(Beginning of Data)

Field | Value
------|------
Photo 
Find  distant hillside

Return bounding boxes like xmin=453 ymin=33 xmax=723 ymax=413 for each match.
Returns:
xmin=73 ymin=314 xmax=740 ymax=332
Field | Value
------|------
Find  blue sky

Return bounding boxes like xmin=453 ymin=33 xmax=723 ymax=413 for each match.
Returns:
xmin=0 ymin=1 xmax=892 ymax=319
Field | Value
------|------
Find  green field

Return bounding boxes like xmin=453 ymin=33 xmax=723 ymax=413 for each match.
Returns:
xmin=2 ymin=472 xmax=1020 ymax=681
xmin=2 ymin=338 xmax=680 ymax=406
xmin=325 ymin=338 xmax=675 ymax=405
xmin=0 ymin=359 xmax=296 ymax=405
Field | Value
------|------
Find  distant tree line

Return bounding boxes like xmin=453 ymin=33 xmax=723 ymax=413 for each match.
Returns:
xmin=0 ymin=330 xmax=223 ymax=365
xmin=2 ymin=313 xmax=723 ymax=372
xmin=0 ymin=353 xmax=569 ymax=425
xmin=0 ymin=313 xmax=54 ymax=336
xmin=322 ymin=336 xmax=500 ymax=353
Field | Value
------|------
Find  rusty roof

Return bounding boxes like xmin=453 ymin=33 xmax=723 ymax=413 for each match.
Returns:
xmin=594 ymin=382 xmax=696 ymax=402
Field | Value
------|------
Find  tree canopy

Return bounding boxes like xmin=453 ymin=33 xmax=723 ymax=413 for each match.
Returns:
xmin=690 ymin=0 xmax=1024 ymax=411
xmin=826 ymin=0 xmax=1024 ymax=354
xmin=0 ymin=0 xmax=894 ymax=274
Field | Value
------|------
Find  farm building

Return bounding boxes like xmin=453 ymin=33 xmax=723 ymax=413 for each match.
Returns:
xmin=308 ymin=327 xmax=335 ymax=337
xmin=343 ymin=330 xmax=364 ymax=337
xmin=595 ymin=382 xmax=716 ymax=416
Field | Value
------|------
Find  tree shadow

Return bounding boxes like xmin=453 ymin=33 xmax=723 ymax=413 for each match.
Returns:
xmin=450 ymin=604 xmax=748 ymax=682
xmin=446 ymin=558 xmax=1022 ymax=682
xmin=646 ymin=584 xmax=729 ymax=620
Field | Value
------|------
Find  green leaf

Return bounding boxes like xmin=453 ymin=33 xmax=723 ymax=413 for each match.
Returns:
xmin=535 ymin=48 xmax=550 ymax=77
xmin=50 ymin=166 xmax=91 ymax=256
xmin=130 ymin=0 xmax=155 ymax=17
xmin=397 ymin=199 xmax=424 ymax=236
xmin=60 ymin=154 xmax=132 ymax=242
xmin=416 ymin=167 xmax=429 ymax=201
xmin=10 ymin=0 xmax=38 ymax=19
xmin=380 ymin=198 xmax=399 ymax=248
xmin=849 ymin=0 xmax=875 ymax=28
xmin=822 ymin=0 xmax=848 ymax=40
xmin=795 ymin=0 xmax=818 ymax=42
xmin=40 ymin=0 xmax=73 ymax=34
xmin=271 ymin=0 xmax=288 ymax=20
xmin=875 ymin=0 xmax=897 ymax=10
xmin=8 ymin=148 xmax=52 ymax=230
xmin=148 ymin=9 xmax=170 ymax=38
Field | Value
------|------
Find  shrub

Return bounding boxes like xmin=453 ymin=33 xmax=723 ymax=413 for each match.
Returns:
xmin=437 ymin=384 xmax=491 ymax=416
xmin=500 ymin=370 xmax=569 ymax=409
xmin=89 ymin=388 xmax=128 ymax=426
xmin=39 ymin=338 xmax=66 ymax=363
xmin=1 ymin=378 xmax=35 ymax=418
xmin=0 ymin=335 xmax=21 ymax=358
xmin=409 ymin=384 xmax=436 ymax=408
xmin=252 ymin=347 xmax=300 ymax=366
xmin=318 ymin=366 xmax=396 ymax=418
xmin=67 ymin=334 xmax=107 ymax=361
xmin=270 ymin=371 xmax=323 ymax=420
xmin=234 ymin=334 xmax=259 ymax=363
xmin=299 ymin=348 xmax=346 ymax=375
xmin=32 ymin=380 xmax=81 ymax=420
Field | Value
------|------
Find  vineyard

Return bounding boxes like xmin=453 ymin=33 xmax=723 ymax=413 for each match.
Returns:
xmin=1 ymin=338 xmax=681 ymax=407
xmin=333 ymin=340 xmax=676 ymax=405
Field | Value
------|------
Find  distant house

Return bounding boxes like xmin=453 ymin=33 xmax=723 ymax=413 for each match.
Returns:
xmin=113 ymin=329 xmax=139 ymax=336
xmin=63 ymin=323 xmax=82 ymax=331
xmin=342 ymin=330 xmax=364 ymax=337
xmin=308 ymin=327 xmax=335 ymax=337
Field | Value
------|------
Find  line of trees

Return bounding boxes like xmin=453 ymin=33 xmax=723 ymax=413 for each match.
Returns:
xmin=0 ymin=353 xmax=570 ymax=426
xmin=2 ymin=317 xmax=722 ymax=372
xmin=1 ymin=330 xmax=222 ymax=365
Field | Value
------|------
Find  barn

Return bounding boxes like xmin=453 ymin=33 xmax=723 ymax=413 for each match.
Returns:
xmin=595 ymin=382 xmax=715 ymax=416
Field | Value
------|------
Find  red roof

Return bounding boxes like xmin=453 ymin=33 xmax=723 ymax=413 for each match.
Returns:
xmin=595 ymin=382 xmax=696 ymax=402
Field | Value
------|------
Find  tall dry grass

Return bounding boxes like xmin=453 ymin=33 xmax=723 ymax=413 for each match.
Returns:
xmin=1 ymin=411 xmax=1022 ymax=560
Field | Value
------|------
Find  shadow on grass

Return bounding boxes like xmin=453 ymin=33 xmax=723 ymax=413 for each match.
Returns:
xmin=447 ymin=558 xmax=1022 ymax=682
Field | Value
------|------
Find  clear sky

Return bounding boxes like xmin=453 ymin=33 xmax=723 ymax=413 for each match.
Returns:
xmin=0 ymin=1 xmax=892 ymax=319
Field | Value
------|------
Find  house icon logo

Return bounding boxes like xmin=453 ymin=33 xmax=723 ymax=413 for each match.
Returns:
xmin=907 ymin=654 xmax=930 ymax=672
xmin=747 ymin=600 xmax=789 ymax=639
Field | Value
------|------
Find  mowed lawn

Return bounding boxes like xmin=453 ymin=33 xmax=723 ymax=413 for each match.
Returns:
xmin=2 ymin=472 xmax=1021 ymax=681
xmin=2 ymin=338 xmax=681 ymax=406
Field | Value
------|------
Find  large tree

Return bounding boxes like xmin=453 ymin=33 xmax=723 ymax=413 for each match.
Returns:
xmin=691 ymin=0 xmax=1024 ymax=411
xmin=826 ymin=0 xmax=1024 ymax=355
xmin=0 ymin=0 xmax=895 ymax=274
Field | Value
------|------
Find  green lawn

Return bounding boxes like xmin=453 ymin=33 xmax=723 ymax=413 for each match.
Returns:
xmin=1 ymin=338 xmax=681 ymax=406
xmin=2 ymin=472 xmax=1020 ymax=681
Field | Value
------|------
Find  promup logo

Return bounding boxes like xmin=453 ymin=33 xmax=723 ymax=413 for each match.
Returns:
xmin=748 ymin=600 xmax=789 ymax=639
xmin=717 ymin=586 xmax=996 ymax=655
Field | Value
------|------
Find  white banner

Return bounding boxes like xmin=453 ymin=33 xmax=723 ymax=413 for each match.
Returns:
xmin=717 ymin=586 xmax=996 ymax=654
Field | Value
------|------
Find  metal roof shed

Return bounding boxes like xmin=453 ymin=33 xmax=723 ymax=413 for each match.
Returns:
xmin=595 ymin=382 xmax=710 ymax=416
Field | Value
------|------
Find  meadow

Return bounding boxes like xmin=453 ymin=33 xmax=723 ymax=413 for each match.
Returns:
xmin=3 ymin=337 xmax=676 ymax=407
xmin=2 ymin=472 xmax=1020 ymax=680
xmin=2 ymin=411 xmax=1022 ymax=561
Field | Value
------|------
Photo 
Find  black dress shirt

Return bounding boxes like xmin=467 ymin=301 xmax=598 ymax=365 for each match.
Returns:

(End of Data)

Problem statement ->
Each line in the data where the string "roof" occurs should be identified and copied.

Response to the task ->
Find  rusty roof
Find  red roof
Find  metal roof shed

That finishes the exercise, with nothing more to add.